(What needs to be done): Copy out the rows below, swapping every instance of "temple" for "shrine". Keep everything else the same.
-- Start Records for processing --
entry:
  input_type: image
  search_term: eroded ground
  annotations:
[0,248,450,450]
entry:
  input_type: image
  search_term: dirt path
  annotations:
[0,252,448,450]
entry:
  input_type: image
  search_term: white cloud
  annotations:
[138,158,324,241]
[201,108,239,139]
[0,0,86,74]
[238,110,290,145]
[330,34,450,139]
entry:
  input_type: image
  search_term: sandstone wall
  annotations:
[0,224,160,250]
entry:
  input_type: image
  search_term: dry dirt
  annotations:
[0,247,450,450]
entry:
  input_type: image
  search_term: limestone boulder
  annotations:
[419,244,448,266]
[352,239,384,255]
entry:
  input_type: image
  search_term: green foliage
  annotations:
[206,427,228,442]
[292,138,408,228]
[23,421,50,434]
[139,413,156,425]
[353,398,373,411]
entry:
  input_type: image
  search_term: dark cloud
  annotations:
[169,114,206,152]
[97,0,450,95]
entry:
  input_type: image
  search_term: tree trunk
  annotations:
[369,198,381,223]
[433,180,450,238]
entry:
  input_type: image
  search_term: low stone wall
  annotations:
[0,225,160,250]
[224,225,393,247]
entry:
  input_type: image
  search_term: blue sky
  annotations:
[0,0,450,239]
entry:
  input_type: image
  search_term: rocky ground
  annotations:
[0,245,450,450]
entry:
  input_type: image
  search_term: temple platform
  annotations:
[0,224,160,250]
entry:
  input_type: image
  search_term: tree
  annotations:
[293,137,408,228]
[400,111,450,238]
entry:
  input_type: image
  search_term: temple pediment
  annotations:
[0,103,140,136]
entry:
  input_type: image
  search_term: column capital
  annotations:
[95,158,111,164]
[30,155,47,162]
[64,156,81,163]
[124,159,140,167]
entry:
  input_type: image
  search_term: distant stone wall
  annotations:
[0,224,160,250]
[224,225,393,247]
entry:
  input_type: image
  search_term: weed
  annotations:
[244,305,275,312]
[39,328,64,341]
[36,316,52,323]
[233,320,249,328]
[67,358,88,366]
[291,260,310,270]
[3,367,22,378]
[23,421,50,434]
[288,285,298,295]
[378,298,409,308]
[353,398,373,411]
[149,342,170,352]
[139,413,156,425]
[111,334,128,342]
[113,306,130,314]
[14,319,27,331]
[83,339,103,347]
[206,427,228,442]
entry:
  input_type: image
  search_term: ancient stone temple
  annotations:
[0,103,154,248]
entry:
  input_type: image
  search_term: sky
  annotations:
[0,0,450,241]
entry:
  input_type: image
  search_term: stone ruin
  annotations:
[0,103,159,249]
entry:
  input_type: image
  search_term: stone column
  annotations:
-- End Records for processing --
(Result for this task):
entry:
  input_type: image
  search_term: eroded ground
  annotations:
[0,248,450,450]
entry:
  input_type: image
  search_term: dirt path
  annotations:
[0,252,448,450]
entry:
  input_type: image
  search_term: white cloud
  annotations:
[138,158,324,241]
[201,108,239,139]
[0,0,86,74]
[238,110,290,145]
[330,34,450,139]
entry:
  input_type: image
  search_term: sandstone wall
  annotations:
[0,224,160,250]
entry:
  input_type: image
  search_term: dry dirt
  annotations:
[0,247,450,450]
entry:
  input_type: image
  search_term: limestone boulder
  annotations:
[419,244,448,266]
[352,239,384,255]
entry:
  input_type: image
  search_term: green foliage
  annotations:
[206,427,228,442]
[292,138,408,228]
[23,421,50,434]
[139,413,156,425]
[353,398,373,411]
entry:
  input_type: image
  search_term: dark cloud
  annotations:
[169,114,206,152]
[97,0,450,95]
entry:
  input_type: image
  search_term: tree trunk
  annotations:
[369,198,381,223]
[433,180,450,238]
entry:
  input_type: image
  search_term: low stone wall
  annotations:
[0,225,160,250]
[224,225,393,247]
entry:
  input_type: image
  search_term: blue sky
  annotations:
[0,0,450,239]
entry:
  input_type: image
  search_term: rocky ground
  annotations:
[0,245,450,450]
entry:
  input_type: image
  search_term: shrine platform
  annotations:
[0,224,160,250]
entry:
  input_type: image
  search_term: tree
  annotations:
[293,137,408,228]
[400,111,450,238]
entry:
  input_type: image
  search_term: shrine pediment
  annotations:
[0,103,140,136]
entry:
  input_type: image
  search_term: column capital
  annotations:
[95,158,111,164]
[30,155,47,162]
[64,156,81,163]
[124,159,140,167]
entry:
  input_type: image
  search_term: distant stone wall
  annotations:
[0,224,160,250]
[224,225,393,247]
entry:
  input_type: image
  search_term: weed
  annotations:
[244,305,275,312]
[39,328,64,341]
[36,316,52,323]
[233,320,249,328]
[67,358,88,366]
[291,260,310,270]
[3,367,22,378]
[23,421,50,434]
[288,285,298,295]
[378,298,409,308]
[353,398,373,411]
[149,342,170,352]
[139,413,156,425]
[111,334,128,342]
[113,306,130,314]
[14,319,27,331]
[83,339,103,347]
[206,427,228,442]
entry:
  input_type: image
  search_term: ancient stone shrine
  annotations:
[0,103,154,248]
entry:
  input_type: image
  search_term: sky
  annotations:
[0,0,450,241]
entry:
  input_type: image
  search_term: stone ruin
  annotations:
[0,103,159,249]
entry:
  input_type: image
  search_term: stone column
  annotations:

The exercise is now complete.